** WHAT THE EXERCISE ASKS **
All records, exactly as written, minus the pictures: copy them out.

** Stored data entries **
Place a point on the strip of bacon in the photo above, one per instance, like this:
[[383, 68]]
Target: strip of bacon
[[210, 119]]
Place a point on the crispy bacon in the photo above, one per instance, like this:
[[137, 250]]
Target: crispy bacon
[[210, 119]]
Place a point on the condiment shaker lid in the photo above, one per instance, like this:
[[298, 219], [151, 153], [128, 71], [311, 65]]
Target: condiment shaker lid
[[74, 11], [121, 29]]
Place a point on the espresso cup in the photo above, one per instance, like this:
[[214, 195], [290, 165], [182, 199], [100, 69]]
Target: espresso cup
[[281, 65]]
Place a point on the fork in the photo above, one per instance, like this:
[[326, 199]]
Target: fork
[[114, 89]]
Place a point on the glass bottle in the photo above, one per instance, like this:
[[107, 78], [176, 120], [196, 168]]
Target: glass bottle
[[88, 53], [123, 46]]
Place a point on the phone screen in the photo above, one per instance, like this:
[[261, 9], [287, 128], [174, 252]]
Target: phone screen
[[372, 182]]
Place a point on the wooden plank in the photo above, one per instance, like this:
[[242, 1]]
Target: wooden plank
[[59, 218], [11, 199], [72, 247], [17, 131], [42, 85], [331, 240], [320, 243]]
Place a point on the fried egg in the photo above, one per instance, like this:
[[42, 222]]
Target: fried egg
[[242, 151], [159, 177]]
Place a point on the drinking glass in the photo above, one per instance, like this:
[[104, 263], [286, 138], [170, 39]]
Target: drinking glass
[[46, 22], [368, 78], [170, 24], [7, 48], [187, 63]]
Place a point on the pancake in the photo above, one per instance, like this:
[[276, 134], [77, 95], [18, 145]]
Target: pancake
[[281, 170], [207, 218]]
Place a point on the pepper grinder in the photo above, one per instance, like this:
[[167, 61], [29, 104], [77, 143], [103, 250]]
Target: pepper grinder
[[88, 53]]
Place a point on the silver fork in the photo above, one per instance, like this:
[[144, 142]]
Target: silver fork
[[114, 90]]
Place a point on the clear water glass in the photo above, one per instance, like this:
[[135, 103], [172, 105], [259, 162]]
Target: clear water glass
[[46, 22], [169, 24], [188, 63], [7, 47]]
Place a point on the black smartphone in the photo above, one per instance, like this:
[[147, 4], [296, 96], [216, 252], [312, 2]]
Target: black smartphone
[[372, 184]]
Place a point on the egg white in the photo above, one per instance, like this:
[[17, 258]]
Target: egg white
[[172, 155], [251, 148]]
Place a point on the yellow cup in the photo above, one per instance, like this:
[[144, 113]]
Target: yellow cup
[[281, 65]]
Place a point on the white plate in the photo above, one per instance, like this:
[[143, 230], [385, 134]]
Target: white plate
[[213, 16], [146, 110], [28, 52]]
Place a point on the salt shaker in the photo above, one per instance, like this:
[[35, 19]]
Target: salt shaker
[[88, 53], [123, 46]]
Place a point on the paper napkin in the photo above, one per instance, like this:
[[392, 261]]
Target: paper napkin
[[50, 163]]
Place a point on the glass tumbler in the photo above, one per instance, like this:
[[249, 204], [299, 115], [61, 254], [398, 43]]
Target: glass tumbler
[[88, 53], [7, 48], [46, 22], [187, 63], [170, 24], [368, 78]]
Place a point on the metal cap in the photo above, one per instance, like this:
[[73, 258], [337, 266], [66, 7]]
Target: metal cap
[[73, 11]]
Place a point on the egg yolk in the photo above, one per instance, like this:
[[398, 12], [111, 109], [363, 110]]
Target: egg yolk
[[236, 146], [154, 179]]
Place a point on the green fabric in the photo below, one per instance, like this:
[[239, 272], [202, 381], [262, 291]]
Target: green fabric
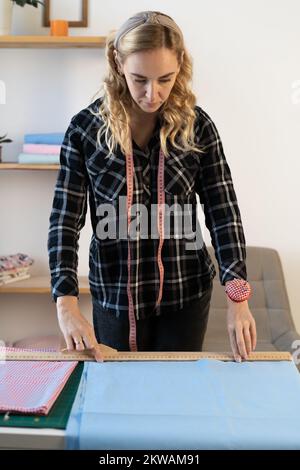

** EXPECTED ANSWER **
Place a point on the strip of bacon in the photo above, one per instance, like this:
[[383, 68]]
Target: strip of bacon
[[210, 119]]
Place a point on the crispy bacon in the photo above, one per instance, like this:
[[137, 250]]
Target: crispy bacon
[[210, 119]]
Place a point on the condiment shaker lid in the photo above, one per instance, like this:
[[298, 219], [151, 153], [128, 71], [311, 65]]
Target: condiment shaker lid
[[74, 11], [121, 29]]
Place a point on the espresso cup in the photo above, one per instance, like this:
[[214, 195], [290, 165], [182, 199], [100, 69]]
Target: espresso cup
[[281, 65]]
Place a point on the fork in the photo above, one per instance, like this:
[[326, 199]]
Target: fork
[[114, 89]]
Place a point on the glass bottle in the photo above, one per instance, like this:
[[107, 78], [176, 120], [196, 168]]
Target: glass bottle
[[88, 53], [123, 46]]
Place a point on the phone screen in the photo above, one per instance, like this:
[[261, 9], [287, 128], [174, 252]]
Target: phone screen
[[372, 182]]
Place a point on the wooden plank in the photo above, one per instance, like this:
[[242, 1]]
Target: wooden plank
[[59, 218], [11, 199], [72, 247], [17, 131], [42, 85], [331, 240], [320, 243]]
Place a point on the fried egg in the photo above, one per instance, like this:
[[42, 222]]
Target: fried egg
[[242, 151], [159, 177]]
Place a point on the drinking glass in the photo above, one per instance, like this:
[[104, 263], [286, 138], [170, 39]]
Target: drinking glass
[[46, 22], [368, 78], [170, 24], [7, 48], [187, 63]]
Place a point on the pancake in the photo above, one per instance, like this:
[[276, 134], [77, 95], [18, 145]]
Target: pancake
[[281, 170], [207, 218]]
Place a point on the pepper grinder in the photo above, one per instance, like this:
[[167, 61], [29, 104], [77, 143], [103, 250]]
Target: pepper grinder
[[88, 53]]
Place a point on the silver fork in the photo above, one per instance, like this:
[[144, 142]]
Target: silver fork
[[114, 90]]
Place a point on the clear water glass in the photo above, one per instance, like this:
[[135, 103], [172, 105], [259, 162]]
Target: clear water glass
[[46, 22], [169, 24], [188, 63], [7, 47]]
Place a point on the black smartphone in the photo above, one per instance, like this:
[[147, 4], [296, 96], [216, 252], [312, 2]]
Target: black smartphone
[[372, 184]]
Place a point on the egg white in the photo above, one per instance, like this:
[[17, 258]]
Target: egg white
[[172, 155], [251, 148]]
Place a point on the yellow cup in the photo above, one per instance, like this:
[[144, 113]]
Target: yellow cup
[[281, 65]]
Place a point on the white plate in the photo above, one per instance, like this:
[[143, 230], [385, 134]]
Target: white plate
[[213, 16], [146, 110], [28, 52]]
Place a point on the salt shaker in the photo above, one per instance, like this:
[[35, 19]]
Target: salt shaker
[[88, 53], [123, 46]]
Place a point on the paper napkin in the photo above, one per instance, like this:
[[392, 261]]
Target: paper napkin
[[50, 163]]
Place a point on the glass tumbler in the photo above, one per instance, like this:
[[249, 204], [299, 115], [61, 254], [398, 43]]
Target: glass tumbler
[[88, 53], [7, 48], [46, 22], [187, 63], [170, 24], [368, 78]]
Place a point on the metal cap in the photo above, one per instance, like this:
[[73, 258], [337, 266], [66, 7]]
Target: metal cap
[[73, 11]]
Place a point on the egg yolk in the photo above, one per instance, like this:
[[398, 12], [111, 109], [363, 110]]
Target: egg yolk
[[236, 146], [154, 179]]
Place a point on the green fabric in the photo below, one per instance, like this:
[[239, 272], [202, 381], [262, 291]]
Target: green fabric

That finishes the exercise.